When John Maynard Keynes discovered that in the long term we are all dead, he stumbled on an excellent piece of economic news. It enables plebes and patricians to make love and laws while they can and leave the future to its own devices. Yet, Keynes the metaphysical economist was only half right. Individuals and even their habits of thought turn to dust, but generations arrive, to go on imagining and inventing the future.

Keynes has even less currency in Singapore. Here, in an unlikely country that willed itself into being, time is not a fact of nature but an act of will. While intimations of immortality, inherited from thousands of years of self-affirming survival, drive civilizations such as China and India to seek greatness, mortality is the city-state's stalking companion. In characterizing Singapore as a trading emporium, Philippe Regnier, for example, refers to the “chronic fragility” of an emporium, which has no agrarian base or large internal market. For Michael Leifer, Singapore is an “exceptional state” in economic performance but also in an innate sense of vulnerability.

**Provided records**
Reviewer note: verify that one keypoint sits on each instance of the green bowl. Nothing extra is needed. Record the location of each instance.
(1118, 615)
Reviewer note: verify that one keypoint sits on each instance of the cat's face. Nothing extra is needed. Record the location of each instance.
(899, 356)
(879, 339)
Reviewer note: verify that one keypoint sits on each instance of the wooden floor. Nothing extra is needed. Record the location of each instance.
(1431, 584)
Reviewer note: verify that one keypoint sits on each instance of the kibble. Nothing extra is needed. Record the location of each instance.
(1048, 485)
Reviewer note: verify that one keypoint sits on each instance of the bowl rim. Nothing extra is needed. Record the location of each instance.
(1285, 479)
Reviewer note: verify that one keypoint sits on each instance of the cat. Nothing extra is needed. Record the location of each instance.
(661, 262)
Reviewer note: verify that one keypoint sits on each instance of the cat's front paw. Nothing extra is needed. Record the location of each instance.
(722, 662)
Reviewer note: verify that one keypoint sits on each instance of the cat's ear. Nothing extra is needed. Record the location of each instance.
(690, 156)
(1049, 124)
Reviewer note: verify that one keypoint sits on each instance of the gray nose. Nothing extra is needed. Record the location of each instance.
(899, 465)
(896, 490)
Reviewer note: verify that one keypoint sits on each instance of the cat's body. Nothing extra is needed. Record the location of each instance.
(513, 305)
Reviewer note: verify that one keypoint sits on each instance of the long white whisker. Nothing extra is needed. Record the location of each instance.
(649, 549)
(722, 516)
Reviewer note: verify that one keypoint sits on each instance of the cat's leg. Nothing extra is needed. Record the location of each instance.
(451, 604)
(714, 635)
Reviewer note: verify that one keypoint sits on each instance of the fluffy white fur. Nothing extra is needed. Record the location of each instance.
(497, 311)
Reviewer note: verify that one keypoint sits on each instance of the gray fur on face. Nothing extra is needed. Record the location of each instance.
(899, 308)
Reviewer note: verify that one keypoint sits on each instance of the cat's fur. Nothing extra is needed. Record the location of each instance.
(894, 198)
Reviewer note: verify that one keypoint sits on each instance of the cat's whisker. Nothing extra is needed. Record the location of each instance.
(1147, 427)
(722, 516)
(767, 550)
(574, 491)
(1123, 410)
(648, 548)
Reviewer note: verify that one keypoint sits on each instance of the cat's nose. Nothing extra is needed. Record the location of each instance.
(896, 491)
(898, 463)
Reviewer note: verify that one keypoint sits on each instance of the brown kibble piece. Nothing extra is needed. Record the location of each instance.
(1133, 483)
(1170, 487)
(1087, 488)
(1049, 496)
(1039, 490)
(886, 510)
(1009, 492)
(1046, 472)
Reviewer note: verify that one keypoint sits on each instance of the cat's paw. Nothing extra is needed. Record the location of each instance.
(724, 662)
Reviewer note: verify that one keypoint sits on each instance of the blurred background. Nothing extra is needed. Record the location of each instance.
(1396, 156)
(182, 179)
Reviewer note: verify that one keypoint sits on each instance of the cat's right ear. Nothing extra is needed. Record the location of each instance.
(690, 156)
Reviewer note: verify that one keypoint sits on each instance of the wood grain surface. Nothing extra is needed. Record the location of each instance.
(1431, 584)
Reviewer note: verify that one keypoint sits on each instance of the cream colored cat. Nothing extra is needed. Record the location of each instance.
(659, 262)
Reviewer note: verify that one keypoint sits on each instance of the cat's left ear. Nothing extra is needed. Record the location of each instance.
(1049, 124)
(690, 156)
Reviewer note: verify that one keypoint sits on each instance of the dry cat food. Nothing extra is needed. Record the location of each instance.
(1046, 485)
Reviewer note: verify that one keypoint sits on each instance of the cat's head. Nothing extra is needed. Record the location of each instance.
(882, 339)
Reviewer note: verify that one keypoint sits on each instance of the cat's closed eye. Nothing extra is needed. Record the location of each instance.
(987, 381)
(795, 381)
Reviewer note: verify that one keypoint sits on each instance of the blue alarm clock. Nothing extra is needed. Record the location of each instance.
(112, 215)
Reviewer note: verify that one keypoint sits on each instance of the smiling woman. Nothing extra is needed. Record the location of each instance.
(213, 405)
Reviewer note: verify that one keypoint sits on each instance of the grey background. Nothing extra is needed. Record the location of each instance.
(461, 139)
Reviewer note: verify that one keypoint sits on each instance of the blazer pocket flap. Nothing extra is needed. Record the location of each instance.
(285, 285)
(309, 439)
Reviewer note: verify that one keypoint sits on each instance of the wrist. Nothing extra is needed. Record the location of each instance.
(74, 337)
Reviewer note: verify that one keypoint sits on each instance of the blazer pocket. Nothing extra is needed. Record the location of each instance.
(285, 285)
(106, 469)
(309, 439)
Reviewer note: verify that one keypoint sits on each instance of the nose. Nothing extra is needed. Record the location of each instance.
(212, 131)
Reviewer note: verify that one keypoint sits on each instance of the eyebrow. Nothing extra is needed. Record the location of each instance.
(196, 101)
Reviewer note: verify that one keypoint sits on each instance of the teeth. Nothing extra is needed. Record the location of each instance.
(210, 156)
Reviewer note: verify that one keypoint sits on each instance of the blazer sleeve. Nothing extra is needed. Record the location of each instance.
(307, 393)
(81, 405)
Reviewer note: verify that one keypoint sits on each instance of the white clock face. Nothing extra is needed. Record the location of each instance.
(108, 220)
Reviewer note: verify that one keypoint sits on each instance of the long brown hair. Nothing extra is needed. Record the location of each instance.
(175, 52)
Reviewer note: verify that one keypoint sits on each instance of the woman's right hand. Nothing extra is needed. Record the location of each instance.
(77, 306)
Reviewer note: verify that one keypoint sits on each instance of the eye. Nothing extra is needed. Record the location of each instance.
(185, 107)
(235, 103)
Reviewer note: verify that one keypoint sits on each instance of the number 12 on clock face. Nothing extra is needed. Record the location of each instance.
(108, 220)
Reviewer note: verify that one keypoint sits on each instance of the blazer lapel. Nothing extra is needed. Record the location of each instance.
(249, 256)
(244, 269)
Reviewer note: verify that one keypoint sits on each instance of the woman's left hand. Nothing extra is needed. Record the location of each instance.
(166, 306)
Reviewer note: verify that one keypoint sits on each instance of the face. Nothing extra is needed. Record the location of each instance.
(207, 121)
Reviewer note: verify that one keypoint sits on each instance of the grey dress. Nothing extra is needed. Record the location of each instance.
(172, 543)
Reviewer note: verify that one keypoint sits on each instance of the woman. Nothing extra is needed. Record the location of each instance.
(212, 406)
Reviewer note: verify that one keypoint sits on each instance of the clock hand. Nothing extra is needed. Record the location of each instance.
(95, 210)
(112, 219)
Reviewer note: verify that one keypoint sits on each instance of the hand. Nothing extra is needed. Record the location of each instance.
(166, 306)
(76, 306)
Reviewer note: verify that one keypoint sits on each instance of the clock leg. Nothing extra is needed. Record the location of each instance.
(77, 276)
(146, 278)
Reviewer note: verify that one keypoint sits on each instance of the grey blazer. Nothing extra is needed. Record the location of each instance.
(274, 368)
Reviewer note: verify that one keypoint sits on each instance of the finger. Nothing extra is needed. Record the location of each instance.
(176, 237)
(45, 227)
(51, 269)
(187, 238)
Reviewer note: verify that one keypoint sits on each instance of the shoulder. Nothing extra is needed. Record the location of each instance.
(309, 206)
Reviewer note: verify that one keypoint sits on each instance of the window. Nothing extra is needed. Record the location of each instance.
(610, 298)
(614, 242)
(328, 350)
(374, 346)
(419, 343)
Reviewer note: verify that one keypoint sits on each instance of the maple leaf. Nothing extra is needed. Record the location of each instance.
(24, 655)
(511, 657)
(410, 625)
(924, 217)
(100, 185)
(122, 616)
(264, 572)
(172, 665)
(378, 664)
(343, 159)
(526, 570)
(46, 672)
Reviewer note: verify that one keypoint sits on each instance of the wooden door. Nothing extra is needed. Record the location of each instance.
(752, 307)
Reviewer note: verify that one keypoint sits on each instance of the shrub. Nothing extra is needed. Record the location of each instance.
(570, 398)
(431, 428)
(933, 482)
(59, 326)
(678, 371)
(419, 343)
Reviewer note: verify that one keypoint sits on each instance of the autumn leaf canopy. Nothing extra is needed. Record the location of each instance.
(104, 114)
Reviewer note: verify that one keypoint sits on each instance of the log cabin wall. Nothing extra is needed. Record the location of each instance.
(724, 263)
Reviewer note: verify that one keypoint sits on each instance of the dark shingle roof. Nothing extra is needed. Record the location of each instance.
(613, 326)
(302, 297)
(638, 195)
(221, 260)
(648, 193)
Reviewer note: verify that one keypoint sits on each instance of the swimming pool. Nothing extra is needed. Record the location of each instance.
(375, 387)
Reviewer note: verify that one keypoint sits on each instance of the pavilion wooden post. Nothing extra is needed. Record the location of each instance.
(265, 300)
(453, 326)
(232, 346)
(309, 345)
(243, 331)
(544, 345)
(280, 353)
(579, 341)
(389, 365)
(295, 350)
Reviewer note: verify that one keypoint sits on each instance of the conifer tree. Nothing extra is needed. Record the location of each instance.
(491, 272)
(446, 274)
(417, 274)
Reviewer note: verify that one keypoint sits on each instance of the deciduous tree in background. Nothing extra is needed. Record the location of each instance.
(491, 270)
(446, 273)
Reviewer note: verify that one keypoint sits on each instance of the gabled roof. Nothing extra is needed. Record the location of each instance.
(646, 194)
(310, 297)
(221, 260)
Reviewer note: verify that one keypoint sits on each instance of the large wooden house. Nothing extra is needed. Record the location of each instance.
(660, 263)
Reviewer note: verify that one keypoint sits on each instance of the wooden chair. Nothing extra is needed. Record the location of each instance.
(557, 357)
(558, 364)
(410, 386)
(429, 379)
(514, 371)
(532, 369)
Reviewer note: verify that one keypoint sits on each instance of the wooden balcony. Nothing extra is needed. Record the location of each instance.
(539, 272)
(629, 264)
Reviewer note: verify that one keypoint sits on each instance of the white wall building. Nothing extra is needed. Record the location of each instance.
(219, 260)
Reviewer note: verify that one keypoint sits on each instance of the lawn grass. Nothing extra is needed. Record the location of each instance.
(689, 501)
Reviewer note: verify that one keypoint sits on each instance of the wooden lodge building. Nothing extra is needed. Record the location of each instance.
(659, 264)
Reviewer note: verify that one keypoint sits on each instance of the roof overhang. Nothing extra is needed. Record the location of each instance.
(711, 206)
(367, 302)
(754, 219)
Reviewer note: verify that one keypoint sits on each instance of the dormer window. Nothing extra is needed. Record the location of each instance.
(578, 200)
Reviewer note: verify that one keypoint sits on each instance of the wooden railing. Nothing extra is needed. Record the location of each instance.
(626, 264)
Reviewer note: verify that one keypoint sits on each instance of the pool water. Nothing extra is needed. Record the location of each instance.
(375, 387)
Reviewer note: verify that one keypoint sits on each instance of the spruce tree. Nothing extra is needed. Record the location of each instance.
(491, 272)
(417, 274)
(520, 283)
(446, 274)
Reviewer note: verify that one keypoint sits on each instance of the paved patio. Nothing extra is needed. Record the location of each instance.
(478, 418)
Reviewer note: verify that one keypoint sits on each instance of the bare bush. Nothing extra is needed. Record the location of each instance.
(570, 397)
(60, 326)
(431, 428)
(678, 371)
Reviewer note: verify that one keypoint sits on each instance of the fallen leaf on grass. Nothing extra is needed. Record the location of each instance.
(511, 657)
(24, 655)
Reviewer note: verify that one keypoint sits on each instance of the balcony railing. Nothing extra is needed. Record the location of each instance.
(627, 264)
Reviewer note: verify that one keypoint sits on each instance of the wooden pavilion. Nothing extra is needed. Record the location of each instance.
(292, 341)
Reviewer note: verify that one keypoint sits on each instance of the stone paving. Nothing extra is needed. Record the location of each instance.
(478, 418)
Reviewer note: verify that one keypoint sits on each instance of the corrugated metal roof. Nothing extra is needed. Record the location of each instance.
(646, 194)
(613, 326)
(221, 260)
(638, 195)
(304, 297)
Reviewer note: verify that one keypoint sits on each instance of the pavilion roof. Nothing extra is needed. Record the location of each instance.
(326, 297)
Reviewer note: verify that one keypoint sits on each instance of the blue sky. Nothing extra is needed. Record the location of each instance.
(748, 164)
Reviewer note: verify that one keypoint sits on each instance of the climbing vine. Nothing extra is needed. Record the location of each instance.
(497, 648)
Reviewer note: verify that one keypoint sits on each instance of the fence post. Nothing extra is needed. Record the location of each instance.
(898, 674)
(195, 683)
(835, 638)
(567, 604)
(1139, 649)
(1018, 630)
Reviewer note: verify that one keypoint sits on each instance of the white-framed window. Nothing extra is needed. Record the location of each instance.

**What is required**
Please transcribe the excerpt on Keynes and Singapore word for word, starting with "Keynes has even" and going on through "sense of vulnerability.". The listing has no connection to the excerpt on Keynes and Singapore.

**Exercise answer**
Keynes has even less currency in Singapore. Here, in an unlikely country that willed itself into being, time is not a fact of nature but an act of will. While intimations of immortality, inherited from thousands of years of self-affirming survival, drive civilizations such as China and India to seek greatness, mortality is the city-state's stalking companion. In characterizing Singapore as a trading emporium, Philippe Regnier, for example, refers to the “chronic fragility” of an emporium, which has no agrarian base or large internal market. For Michael Leifer, Singapore is an “exceptional state” in economic performance but also in an innate sense of vulnerability.